DIRECTIONS
In the data below, find the line containing "point: chain-link fence"; reproduce that line and all subsequent lines exactly, and nothing else.

DATASET RECORDS
────────
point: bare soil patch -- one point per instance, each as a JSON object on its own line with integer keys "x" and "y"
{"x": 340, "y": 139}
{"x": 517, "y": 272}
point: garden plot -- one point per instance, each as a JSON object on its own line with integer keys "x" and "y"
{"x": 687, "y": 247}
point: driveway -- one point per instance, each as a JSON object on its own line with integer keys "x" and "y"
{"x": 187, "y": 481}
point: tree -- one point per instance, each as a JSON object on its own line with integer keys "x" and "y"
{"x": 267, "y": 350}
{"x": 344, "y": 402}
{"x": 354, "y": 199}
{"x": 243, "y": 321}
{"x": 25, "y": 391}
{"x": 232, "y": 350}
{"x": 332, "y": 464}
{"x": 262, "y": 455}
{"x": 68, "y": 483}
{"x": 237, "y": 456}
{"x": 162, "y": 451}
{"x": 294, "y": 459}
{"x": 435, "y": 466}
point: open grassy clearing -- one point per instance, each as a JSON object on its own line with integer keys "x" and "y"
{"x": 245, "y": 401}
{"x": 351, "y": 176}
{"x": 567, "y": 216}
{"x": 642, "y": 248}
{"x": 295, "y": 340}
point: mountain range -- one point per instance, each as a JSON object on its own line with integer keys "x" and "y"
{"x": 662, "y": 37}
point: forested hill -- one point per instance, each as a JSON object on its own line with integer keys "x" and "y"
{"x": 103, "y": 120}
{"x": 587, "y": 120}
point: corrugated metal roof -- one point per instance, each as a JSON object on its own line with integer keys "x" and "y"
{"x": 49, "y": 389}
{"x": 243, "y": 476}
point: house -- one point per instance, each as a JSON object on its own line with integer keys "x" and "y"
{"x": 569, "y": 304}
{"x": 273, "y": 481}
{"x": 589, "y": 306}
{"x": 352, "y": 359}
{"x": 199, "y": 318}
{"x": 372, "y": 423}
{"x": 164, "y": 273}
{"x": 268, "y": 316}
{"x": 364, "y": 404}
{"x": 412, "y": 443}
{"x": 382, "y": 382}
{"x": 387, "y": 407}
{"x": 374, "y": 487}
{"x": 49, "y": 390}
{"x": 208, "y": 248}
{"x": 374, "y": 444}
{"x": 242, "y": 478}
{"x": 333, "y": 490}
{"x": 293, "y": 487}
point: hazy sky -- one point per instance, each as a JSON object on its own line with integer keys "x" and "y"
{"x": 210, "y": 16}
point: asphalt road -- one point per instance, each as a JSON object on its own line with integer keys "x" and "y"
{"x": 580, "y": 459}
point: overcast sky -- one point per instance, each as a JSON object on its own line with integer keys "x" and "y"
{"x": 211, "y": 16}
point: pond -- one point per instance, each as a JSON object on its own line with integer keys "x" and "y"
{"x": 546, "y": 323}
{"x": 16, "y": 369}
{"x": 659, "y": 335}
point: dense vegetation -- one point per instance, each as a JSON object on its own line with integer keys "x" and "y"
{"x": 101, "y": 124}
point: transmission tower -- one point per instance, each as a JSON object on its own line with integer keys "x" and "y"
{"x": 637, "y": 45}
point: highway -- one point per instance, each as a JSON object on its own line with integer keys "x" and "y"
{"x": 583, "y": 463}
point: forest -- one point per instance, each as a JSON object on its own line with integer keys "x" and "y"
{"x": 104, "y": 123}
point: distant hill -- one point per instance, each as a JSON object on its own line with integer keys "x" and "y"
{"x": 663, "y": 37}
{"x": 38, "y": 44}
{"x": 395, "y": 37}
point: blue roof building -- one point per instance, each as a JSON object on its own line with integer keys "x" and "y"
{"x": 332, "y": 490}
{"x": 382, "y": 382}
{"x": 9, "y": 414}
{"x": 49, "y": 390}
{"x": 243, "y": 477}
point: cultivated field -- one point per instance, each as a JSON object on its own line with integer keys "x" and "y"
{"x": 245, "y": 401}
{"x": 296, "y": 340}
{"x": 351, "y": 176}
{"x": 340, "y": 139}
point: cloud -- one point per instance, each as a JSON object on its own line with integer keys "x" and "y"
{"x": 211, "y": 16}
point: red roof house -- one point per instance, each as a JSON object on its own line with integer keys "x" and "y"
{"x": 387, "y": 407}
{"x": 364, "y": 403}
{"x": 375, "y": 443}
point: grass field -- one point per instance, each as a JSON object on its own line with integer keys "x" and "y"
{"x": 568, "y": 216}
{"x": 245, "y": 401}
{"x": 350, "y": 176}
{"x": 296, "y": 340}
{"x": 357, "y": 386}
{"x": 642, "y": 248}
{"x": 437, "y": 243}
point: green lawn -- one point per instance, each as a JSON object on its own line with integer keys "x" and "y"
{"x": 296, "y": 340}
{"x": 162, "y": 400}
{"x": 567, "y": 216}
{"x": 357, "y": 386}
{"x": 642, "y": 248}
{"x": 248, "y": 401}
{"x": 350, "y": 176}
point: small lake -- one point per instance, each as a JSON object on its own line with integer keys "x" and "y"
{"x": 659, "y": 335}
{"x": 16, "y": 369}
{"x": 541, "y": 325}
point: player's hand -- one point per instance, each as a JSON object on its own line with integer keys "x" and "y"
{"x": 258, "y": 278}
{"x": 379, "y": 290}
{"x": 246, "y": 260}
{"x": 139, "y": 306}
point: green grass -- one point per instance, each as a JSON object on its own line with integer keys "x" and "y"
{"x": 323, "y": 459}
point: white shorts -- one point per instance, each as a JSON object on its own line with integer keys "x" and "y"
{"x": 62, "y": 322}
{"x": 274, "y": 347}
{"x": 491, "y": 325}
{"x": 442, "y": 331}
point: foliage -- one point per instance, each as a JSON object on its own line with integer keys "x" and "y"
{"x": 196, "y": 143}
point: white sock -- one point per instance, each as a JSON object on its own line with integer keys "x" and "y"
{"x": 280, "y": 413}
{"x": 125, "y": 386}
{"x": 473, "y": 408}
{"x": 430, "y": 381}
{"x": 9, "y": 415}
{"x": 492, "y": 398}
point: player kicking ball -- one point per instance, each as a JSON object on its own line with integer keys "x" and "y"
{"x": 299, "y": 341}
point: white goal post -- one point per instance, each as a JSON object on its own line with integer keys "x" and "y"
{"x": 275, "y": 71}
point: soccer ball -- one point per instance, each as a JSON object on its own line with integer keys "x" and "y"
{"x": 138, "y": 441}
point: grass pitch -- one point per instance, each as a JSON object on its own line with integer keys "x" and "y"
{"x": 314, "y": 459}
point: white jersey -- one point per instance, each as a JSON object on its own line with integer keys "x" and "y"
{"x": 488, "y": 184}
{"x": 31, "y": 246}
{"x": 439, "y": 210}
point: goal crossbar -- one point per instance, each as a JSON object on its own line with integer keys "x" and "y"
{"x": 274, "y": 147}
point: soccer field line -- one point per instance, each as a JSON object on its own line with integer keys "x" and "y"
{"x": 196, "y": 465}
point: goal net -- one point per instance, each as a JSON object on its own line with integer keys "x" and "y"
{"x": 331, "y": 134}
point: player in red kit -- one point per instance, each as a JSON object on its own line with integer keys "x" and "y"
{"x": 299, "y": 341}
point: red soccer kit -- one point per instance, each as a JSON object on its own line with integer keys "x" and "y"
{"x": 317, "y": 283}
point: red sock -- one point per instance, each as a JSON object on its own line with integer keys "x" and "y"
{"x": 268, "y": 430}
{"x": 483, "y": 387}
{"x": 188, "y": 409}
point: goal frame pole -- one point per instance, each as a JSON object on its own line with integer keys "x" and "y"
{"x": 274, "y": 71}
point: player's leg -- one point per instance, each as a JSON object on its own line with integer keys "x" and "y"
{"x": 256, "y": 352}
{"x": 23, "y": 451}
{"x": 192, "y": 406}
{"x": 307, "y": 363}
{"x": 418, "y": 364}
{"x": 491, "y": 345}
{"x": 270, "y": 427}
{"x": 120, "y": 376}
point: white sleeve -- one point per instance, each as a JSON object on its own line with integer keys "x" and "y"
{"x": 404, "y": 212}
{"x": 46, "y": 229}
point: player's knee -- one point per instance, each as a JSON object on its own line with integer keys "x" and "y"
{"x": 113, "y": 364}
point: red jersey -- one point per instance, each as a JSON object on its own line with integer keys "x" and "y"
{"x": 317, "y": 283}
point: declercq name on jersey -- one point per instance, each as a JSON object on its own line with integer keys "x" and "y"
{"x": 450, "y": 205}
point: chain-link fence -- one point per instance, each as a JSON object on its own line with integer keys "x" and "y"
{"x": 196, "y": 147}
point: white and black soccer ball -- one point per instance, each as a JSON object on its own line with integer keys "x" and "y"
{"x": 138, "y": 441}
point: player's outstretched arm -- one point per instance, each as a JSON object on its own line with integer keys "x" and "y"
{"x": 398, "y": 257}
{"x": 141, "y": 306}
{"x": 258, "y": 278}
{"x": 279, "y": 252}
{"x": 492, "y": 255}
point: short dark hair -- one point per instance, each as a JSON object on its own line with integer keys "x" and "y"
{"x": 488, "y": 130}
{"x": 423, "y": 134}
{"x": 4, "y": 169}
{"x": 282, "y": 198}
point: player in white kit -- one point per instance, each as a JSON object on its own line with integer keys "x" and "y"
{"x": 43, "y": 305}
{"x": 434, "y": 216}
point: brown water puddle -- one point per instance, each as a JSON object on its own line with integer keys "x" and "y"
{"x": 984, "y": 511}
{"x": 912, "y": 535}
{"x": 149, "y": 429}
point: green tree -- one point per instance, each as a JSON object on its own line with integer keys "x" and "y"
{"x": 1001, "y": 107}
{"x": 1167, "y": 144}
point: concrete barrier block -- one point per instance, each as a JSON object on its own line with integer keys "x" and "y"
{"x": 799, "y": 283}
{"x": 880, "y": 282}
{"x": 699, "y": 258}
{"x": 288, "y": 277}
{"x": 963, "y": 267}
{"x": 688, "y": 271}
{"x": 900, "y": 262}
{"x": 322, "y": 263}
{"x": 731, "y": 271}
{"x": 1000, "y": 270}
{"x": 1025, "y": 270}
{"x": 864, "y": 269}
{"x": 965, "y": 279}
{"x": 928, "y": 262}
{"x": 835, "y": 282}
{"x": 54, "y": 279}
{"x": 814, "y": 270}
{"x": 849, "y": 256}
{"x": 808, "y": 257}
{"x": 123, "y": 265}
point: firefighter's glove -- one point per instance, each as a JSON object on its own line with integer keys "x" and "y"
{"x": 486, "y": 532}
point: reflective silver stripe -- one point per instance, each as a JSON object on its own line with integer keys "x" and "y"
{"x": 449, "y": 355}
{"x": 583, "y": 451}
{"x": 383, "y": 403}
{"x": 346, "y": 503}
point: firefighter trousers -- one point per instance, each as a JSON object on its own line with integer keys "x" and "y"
────────
RESPONSE TO THE TASK
point: chain-link fence -- one point per instance, each as a JSON object on its own line with integer keys "x" and "y"
{"x": 196, "y": 147}
point: white and black soccer ball -- one point per instance, each as a JSON object on its own line with integer keys "x" and "y"
{"x": 138, "y": 441}
point: player's outstretched arm -- one point per instance, each as a JSON object on its own line with integer keys "x" and "y"
{"x": 398, "y": 257}
{"x": 141, "y": 306}
{"x": 258, "y": 278}
{"x": 279, "y": 252}
{"x": 492, "y": 255}
point: short dark hair -- one point per instance, each as a JSON object on its own line with integer keys "x" and "y"
{"x": 488, "y": 130}
{"x": 423, "y": 134}
{"x": 4, "y": 169}
{"x": 282, "y": 198}
point: player in white kit -- one point per instance, each as a JSON object on its own line with integer keys "x" and "y"
{"x": 43, "y": 305}
{"x": 434, "y": 216}
point: brown water puddle -- one point per instance, each as a JSON object on its own line with integer keys "x" and "y"
{"x": 984, "y": 511}
{"x": 912, "y": 535}
{"x": 149, "y": 429}
point: green tree -- one point per instance, each as a JSON object on its own line with integer keys "x" and "y"
{"x": 1001, "y": 107}
{"x": 1167, "y": 144}
point: concrete barrier block -- one point per instance, each as a JSON object on its own line with integer keys "x" and "y"
{"x": 799, "y": 283}
{"x": 880, "y": 282}
{"x": 699, "y": 258}
{"x": 288, "y": 277}
{"x": 963, "y": 267}
{"x": 688, "y": 271}
{"x": 900, "y": 262}
{"x": 322, "y": 263}
{"x": 731, "y": 271}
{"x": 1000, "y": 270}
{"x": 1025, "y": 270}
{"x": 864, "y": 269}
{"x": 965, "y": 279}
{"x": 928, "y": 262}
{"x": 835, "y": 282}
{"x": 54, "y": 279}
{"x": 814, "y": 270}
{"x": 849, "y": 256}
{"x": 808, "y": 257}
{"x": 123, "y": 265}
point: firefighter's glove -- one point per instance, each as a JSON object on its own line with integer keys "x" and "y"
{"x": 486, "y": 532}
point: reflective silver stripe -- one point per instance, each as a JSON object on its own line with integer keys "x" and "y"
{"x": 449, "y": 355}
{"x": 583, "y": 451}
{"x": 383, "y": 403}
{"x": 346, "y": 503}
point: firefighter trousers -- one point per instance, each as a JSON object on its own line with integer keys "x" and "y"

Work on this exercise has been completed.